__REQUIRED WORK__. Please gather every line of the records below that contains the word "trunk". Case counts.

__THE DATA__.
Start

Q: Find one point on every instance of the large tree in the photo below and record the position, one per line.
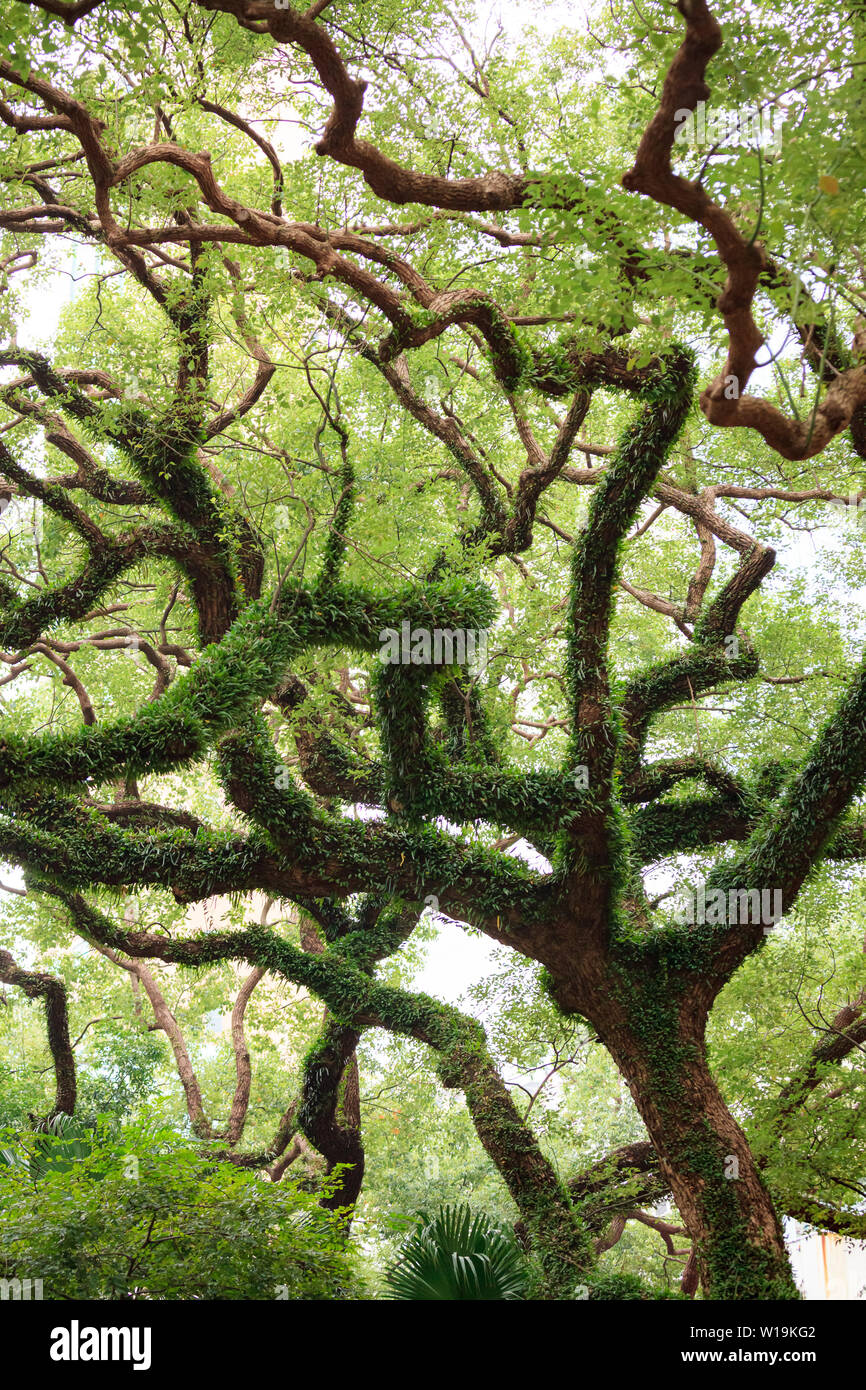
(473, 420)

End
Start

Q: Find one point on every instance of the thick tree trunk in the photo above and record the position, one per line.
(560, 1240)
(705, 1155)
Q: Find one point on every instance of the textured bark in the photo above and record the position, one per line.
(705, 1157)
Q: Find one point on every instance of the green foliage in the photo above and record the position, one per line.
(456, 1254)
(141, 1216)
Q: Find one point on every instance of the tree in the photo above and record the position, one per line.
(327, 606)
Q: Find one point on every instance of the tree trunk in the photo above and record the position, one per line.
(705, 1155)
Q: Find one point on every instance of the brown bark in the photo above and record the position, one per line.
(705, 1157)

End

__EXERCISE RESPONSE__.
Q: Find one point on every instance of the thick tree trunk in the photo above and record the position, one per line.
Q: Find one point on every instance of the tree trunk in the photo above and record the position, one per line.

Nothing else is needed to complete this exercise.